Items listed in a dataset:
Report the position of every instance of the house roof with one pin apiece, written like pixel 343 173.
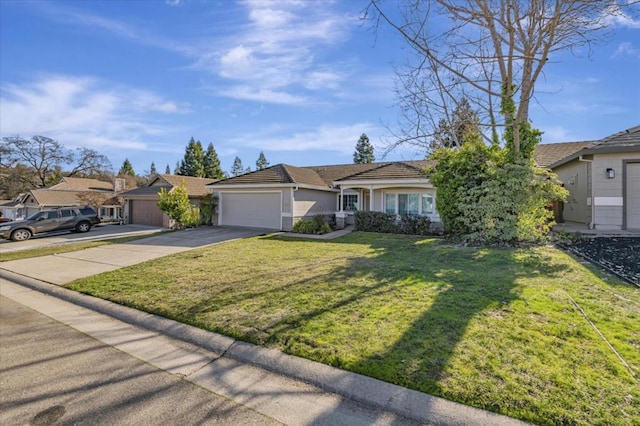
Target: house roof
pixel 550 153
pixel 624 141
pixel 82 184
pixel 324 176
pixel 196 186
pixel 47 197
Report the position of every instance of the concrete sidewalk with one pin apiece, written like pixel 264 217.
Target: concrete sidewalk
pixel 286 388
pixel 65 267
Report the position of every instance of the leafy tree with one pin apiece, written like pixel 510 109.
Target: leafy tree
pixel 364 151
pixel 47 157
pixel 175 203
pixel 262 162
pixel 490 51
pixel 487 198
pixel 237 169
pixel 211 163
pixel 451 133
pixel 126 169
pixel 193 162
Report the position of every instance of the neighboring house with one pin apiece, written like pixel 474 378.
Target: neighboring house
pixel 603 179
pixel 69 192
pixel 279 196
pixel 141 204
pixel 14 209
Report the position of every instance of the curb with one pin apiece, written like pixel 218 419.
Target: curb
pixel 405 402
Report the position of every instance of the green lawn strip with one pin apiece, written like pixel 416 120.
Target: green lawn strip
pixel 64 248
pixel 493 328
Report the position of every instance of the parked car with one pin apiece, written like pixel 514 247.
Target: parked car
pixel 79 219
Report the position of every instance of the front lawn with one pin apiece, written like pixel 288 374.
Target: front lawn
pixel 530 333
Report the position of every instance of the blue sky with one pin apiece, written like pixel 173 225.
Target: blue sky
pixel 297 79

— Problem to solve —
Copy each line in the entries above where "every" turns up.

— Task solution —
Report the position of every instance of the house roof with one pin apiece, written like pixel 343 173.
Report the position of every instance of the concrete sidewalk with one pin apiece, written like pixel 264 217.
Report the position of every instance of the leafy tree with one pin apiece, written like pixel 510 109.
Report the position of every instance of the neighboring house with one pin apiece, written like pixel 474 378.
Report the position of every instance of the curb with one pin apiece, written like pixel 218 419.
Report the position of every instance of the green lawn strip with one pin apiece, written like pixel 416 120.
Report the position of every instance of the parked car with one pin apiece, written like pixel 514 247.
Report the position of every instance of the front lawn with one pin apiece, written like pixel 288 374.
Report the position of every instance of the blue sky with one pin apiece, written like pixel 173 225.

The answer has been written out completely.